Raw records
┄┄┄┄┄┄┄┄┄┄
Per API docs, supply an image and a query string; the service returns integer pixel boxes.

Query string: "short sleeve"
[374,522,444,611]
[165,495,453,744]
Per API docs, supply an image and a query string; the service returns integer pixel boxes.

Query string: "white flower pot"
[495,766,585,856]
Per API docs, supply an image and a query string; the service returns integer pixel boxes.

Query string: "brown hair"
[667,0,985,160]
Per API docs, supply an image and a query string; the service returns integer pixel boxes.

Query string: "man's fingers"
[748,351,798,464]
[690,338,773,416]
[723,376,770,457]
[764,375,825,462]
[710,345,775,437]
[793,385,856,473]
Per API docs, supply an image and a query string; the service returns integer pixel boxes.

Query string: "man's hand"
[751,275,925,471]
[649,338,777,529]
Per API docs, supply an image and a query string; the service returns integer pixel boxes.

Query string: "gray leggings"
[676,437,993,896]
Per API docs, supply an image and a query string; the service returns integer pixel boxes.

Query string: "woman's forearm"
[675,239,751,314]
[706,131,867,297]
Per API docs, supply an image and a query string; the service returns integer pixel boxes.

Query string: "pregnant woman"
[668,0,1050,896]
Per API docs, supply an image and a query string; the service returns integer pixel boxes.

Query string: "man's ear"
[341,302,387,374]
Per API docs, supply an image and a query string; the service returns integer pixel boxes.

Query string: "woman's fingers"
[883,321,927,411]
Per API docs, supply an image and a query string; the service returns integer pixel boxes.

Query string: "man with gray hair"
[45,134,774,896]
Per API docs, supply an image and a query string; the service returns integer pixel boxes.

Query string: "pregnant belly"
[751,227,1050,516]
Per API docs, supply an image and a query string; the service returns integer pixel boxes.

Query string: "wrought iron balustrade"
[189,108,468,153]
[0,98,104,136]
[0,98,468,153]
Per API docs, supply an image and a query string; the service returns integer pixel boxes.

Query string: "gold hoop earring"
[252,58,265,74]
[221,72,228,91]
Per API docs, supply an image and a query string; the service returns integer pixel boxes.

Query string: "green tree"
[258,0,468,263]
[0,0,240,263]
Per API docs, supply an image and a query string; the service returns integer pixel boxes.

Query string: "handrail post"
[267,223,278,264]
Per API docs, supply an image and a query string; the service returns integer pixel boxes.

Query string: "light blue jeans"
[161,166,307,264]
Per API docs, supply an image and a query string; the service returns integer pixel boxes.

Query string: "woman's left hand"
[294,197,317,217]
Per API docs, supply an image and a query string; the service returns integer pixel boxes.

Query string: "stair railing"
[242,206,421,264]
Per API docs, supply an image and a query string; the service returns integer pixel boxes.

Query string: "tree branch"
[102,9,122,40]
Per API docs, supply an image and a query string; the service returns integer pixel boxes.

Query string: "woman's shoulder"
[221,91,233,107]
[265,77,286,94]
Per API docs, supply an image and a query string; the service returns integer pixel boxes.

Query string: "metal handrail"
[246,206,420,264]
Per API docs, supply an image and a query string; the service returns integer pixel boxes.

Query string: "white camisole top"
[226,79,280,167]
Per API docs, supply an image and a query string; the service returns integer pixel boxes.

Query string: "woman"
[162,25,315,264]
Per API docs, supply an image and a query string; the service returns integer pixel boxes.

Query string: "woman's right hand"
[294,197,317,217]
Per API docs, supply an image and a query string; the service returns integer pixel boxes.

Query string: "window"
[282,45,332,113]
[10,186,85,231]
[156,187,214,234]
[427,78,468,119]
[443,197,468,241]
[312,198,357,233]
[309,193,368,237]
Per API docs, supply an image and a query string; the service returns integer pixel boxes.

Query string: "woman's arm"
┄┄┄┄┄┄┄┄┄┄
— SET EXERCISE —
Copy the entries above exactly, leaving none out.

— FINISHED ANSWER —
Per API docs, supply an image and a query string; the service returns integer pixel boxes.

Query string: "short sleeve"
[374,522,444,611]
[165,495,453,744]
Per API docs, supply an image and a query string; the service returns integer pixel boxes.

Query string: "white flower pot"
[495,766,585,856]
Per API docs, supply an image and a query string; the service returns integer pixel boxes.

Query string: "brown hair"
[667,0,985,160]
Per API docs, supply an image and a query string; the service returns integer pixel boxes.

Query string: "man's fingers"
[748,351,798,464]
[690,338,773,416]
[723,376,770,457]
[764,375,825,462]
[710,345,775,437]
[793,385,856,473]
Per API docs, supply an image and a query string; the service returns integer pixel boxes.

Query string: "man's hand"
[751,275,925,471]
[649,338,777,529]
Per API docs, supply an image and a query string; the service returns integer pixel boxes.

Query string: "gray leggings"
[676,437,993,896]
Per API docs, supply an image and a query string; the service returns integer pixel boxes.

Query string: "woman's forearm"
[675,239,751,314]
[706,131,867,297]
Per API docs, supply an image and a query string; the service returns integer pixel boxes.

Query string: "pregnant woman"
[668,0,1050,896]
Per API docs, supply an image and a query string; the service returns integer pixel boxes.

Query string: "man's ear"
[341,302,387,374]
Per API docs, supply an image and a query string; the service returns integer pixel boxes.

Query string: "woman's fingers"
[883,321,927,411]
Per API docs, supply an image and a query string; the service returns integer pixel boxes.

Query string: "man with gray hair"
[45,134,774,896]
Per API docs, supply an image and a query string; the service returns integer pixel boxes.

Query string: "pregnant belly"
[751,227,1050,516]
Per API docs, supply an image and a query string; the service returns integer pixel boxes.

Query string: "wrought iron balustrade"
[189,108,468,153]
[0,98,104,136]
[0,98,468,153]
Per API docs, supply an image and a query string; the service returns integer pixel boxes.

Query string: "gold hoop earring"
[252,58,265,74]
[221,72,228,91]
Per API docs, supply an image and a query string; the service returns integer pixel boxes.

Query string: "green tree"
[258,0,468,263]
[0,0,240,263]
Per API docs, supply an image and a query string; the service returns integer pixel boxes.

Query string: "handrail post"
[267,223,278,264]
Per API docs, supply an image and a query string; the service returns integer pixel boxes.

Query string: "light blue jeans"
[161,166,307,264]
Per API docs, supply an image and a query string; the service returns integer pixel boxes.

Query string: "woman's left hand"
[294,197,317,217]
Per API docs, supply an image and a query string; the service returns integer pixel boxes.

Query string: "stair railing"
[242,206,421,264]
Per API docs, supply an image and a query string; the service returns integer pixel boxes.

Query string: "tree branch"
[102,9,122,40]
Per API docs, supply an image and a query string; the service returns integer pixel boxes.

Query string: "woman's shoulder"
[221,91,233,107]
[265,77,286,94]
Per API docs, supply an image and a query string; the service returns integer pixel boxes.

Query string: "metal handrail"
[246,206,420,264]
Per API docs, supply an image and a query string; the service returns integer pixel boxes.

Query string: "white camisole top"
[226,79,280,167]
Per API docs, supply an image and a query string; the service returns integer pixel boxes.

Query string: "woman"
[162,25,315,264]
Per API docs, supply an image and a query string; the service returns integer pixel boxes.

Query string: "woman's right hand"
[294,197,317,217]
Per API docs, supply an image and a query string; the service returns integer pixel boxes.

Query string: "window"
[282,45,332,113]
[10,186,85,231]
[156,187,214,234]
[427,78,468,119]
[443,197,468,241]
[312,198,357,233]
[309,193,368,237]
Per API docs, supply an image and a query string; the service returns integer pixel boxes.

Query string: "woman's arm"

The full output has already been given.